Higher-order functions¶
We covered higher-order functions (e.g., map, filter) last week, and last week's notebook contains various examples of higher-order functions.
As a reminder, map(func, data) applies a given function func to each element of data:
list(map(float, (0.2, '.5', 10, False, '-5')))
[0.2, 0.5, 10.0, 0.0, -5.0]
filter(func, data) applies a given function func (that returns True or False) to each element of data, and eliminates elements for which func returns False:
def is_numeric(x):
return type(x) in (int, float, complex, bool)
list(filter(is_numeric, (1, '2', 3.0, 4 + 5j, False, None, is_numeric, 'hello')))
[1, 3.0, (4+5j), False]
Recursion¶
Recursion is basically when you can define something using itself. (see the classic joke, did you mean recursion?). It is a technique in which a function solves a problem by calling it on smaller versions of the problem.

******************************

- Problems to work on:
1. Copy out, word for word, the part of the notes on higher-order functions and recursion that opens with the words containing "list(filter(is_numeric, (1, '2', 3.0, 4" and closes with "of the problem.".
2. In the notes on higher-order functions and recursion, what does filter do with the elements for which func returns False?

- Data excerpt:
******************************

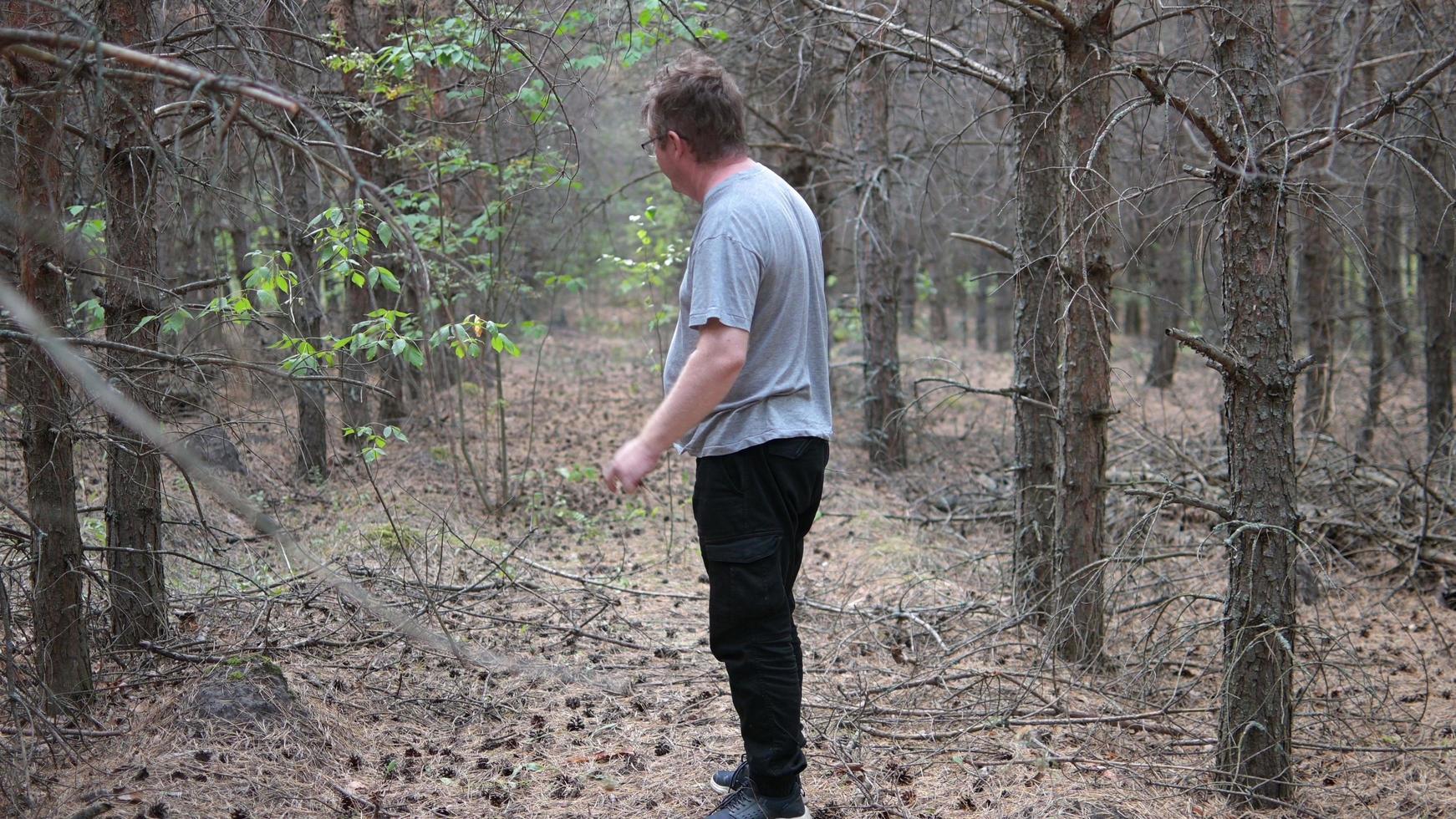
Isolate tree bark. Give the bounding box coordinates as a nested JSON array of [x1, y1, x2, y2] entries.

******************************

- Exercise solutions:
1.
list(filter(is_numeric, (1, '2', 3.0, 4 + 5j, False, None, is_numeric, 'hello')))
[1, 3.0, (4+5j), False]
Recursion¶
Recursion is basically when you can define something using itself. (see the classic joke, did you mean recursion?). It is a technique in which a function solves a problem by calling it on smaller versions of the problem.

2. It eliminates them.